* [Extract to read]:
- - - -
The 'tax' you can't avoid: Oil prices rising By Paul R. La Monica, assistant managing editor

NEW YORK ( -- The price of crude is perilously close to $90 a barrel and the average cost for a gallon of gas is inching toward $3 nationwide. If they keep climbing, that could put a serious dent in economic recovery hopes for 2011.

A spike in oil and gas prices is often referred to as a tax on consumers. That's because people have little choice but to suck it up and pay higher prices. As a result, consumers may spend less on other things that are not considered as vital.

How high do gas prices have to go before you cut back on driving?
  • It's too high already
  • $3.50 per gallon
  • $4 per gallon
  • $5 per gallon
  • No limit

Part of the problem is that the Federal Reserve may be fueling (pardon the pun) the rise in oil with its controversial plan to buy $600 billion in long-term Treasury bonds.

Fed critics argue that this quantitative easing program, the second since the onset of the financial crisis two years ago, may weaken the dollar further and lead to higher commodity prices.

Fed chairman Ben Bernanke defended the so-called QE2 plan in an appearance on 60 Minutes Sunday night.

He also didn't rule out the possibility of more asset purchases if the economy remains weak in 2011. That may give rise to fears of a QE3-inspired super spike in commodity prices.

But Zach Pandl, an economist with Nomura Securities in New York, said he does not think there will be a drastic increase in energy costs.

Pandl argued that the Fed, despite a stance that inflation in the broadest sense is not an issue, is cognizant of how higher oil prices could cause more problems for consumers.

"Higher commodity prices could sap households' real income. That is a concern for the Fed," he said. "It is a clear, tangible cost of quantitative easing and a reason for the Fed to consider whether the expansion of the program is appropriate."

Pandl said consumers should be able to withstand current prices as long as they don't rise much further. He said oil would need to hit $95 to $100 a barrel and stay there before it had a noticeable effect on the economy.

However, Keith Hembre, chief economist with First American Funds in Minneapolis, argues that oil prices could rise to that threshold before long.

"With the Fed pumping more cash into the system, the path of least resistance is higher oil prices yet. I do think we'll grind up to $100 a barrel," he said.

Hembre said that it's clear Bernanke is most interested in preventing deflation and helping to spur an increase in the prices of homes, stocks and other key assets. As such, Hembre is a bit concerned the Fed may be underestimating the impact higher energy prices will have on consumers.
- - - -
* [Problems and tasks]:
• 1. In the article on rising oil prices, how high would oil need to climb and stay before it noticeably affected the economy, according to Zach Pandl?
• 2. Switch "economist" to "analyst" in the article on rising oil prices, and write out everything from "He also didn't" down to "in energy costs.".
• 3. Resume the article on rising oil prices right after its final sentence.

* [Data excerpts]:
- - - -
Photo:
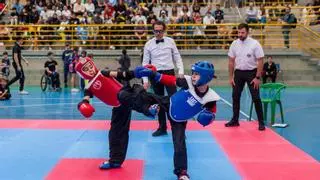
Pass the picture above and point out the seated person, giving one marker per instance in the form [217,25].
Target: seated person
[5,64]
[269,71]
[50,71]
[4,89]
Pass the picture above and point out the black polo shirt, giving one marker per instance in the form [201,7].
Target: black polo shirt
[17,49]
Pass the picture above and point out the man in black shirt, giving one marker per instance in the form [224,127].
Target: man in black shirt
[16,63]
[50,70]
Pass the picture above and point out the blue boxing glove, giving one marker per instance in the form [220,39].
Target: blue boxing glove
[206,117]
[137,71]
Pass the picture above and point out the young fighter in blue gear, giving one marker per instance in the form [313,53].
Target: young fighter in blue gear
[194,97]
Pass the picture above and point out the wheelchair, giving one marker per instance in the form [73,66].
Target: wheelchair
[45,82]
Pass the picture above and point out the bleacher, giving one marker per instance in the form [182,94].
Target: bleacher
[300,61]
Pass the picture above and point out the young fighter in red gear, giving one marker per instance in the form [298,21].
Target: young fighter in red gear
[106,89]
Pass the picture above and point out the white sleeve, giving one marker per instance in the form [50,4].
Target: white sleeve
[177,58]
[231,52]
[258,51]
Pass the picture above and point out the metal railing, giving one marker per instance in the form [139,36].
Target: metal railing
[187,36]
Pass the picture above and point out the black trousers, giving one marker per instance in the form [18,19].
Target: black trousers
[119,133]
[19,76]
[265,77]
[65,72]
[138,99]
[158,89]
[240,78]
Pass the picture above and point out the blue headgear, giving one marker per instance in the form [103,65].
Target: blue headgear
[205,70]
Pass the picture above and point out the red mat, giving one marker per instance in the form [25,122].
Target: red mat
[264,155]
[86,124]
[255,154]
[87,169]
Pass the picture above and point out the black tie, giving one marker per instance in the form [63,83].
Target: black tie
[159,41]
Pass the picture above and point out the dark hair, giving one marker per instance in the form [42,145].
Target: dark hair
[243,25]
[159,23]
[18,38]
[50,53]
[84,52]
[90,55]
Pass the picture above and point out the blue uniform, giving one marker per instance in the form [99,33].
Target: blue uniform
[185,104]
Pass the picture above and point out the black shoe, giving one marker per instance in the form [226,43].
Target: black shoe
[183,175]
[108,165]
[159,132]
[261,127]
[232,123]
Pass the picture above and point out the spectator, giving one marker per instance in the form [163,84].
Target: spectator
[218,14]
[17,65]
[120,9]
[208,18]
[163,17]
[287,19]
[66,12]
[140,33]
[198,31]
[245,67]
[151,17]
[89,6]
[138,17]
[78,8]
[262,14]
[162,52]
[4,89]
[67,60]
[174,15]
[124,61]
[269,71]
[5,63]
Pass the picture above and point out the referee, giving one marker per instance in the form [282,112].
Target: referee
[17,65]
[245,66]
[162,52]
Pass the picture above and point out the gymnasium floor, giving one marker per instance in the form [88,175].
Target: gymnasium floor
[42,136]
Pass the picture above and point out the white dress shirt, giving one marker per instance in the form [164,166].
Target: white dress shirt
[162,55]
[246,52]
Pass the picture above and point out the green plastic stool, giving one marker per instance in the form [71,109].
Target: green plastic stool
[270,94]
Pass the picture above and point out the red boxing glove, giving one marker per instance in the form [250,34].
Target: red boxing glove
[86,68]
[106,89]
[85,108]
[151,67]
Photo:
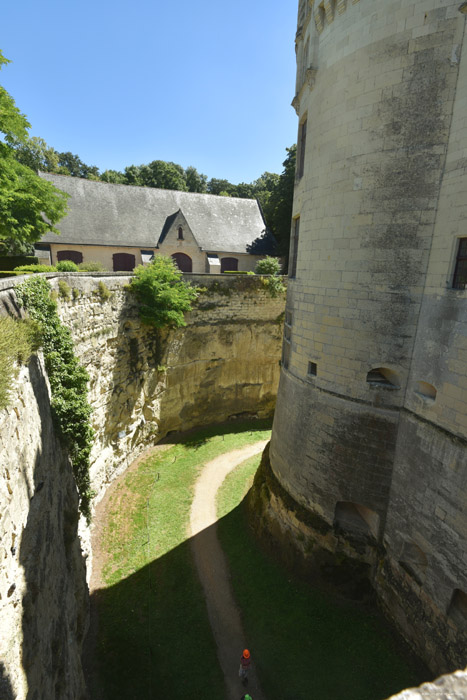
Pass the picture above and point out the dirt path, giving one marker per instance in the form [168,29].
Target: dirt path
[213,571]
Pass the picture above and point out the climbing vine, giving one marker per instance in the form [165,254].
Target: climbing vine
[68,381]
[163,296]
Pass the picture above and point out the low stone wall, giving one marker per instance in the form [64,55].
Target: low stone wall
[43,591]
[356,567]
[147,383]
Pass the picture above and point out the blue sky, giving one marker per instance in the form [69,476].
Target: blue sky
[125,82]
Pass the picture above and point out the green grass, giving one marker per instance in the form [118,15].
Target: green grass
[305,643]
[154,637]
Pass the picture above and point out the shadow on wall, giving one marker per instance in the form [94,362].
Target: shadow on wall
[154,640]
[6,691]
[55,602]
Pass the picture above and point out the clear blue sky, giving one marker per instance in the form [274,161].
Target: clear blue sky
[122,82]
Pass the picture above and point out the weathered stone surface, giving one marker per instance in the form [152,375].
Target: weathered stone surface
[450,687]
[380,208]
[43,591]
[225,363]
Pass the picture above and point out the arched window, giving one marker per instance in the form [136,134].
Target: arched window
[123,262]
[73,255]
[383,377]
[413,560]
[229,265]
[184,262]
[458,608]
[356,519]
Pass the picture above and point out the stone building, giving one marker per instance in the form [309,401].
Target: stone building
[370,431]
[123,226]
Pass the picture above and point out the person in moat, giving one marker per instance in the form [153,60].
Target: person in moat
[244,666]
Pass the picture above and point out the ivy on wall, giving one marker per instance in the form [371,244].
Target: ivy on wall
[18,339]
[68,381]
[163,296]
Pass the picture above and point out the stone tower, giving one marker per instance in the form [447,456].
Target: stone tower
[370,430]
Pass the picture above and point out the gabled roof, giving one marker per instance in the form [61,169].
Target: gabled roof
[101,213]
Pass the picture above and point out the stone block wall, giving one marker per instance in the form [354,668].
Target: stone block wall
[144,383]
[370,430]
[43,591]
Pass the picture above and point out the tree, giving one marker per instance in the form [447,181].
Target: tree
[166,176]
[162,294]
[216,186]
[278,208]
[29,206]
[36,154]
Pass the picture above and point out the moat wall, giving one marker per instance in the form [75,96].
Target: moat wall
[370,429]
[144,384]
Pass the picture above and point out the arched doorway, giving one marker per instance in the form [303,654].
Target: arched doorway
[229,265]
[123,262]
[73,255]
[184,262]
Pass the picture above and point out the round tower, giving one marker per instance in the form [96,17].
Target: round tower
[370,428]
- - - -
* [Answers for the exercise]:
• 1. $95 to $100 a barrel

• 2.
He also didn't rule out the possibility of more asset purchases if the economy remains weak in 2011. That may give rise to fears of a QE3-inspired super spike in commodity prices.

But Zach Pandl, an analyst with Nomura Securities in New York, said he does not think there will be a drastic increase in energy costs.

• 3.
That's not good news at a time when the unemployment rate remains close to 10% and corporations are citing a slow pickup in consumer spending as a reason to not hire a lot more workers.

"Economic growth could be offset to a certain degree from higher commodity prices," he said.

Others also think higher energy prices are in the offing. Tom Kloza, chief oil analyst with Oil Price Information Service, an energy trade publication based in Wall, N.J., said the average cost of a gallon of gas could rise to between $3.25 and $3.50 in early 2011.

That, coupled with the possibility of higher heating oil costs this winter, could make consumers think twice about how much they need to spend on discretionary items next year.

"It's a tenuous recovery and a lot of the recent strength in the economy is based on the notion that there have been great retail sales reports," Kloza said. "But if gas prices spike this spring, that could do a significant amount of damage to consumer spending."

Of course, it is unfair to overlook other reasons for the increase in energy prices. Emerging market economies such as China and India are growing at a healthy clip.

"Oil prices are also rising because of greater demand globally. It's not just quantitative easing," said Pandl.

That may be true. There also are few fears for the time being that oil will approach the record levels of over $140 a barrel from the summer of 2008. Gas prices rose to a peak of $4.11 a gallon in the midst of the oil rally.

But Kloza believes low interest rates for a long period of time will continue to make oil an attractive investment for money managers. That could mean oil and gas prices will rise at a faster rate than what you'd expect from the normal economic forces of supply and demand.

"Will higher prices stick? Oil is almost at $90 because there is a heck of a lot of investment money in oil," he said. "I refer to this as the shadow cartel. Investors believe parking money in oil is a prudent policy over the next few years."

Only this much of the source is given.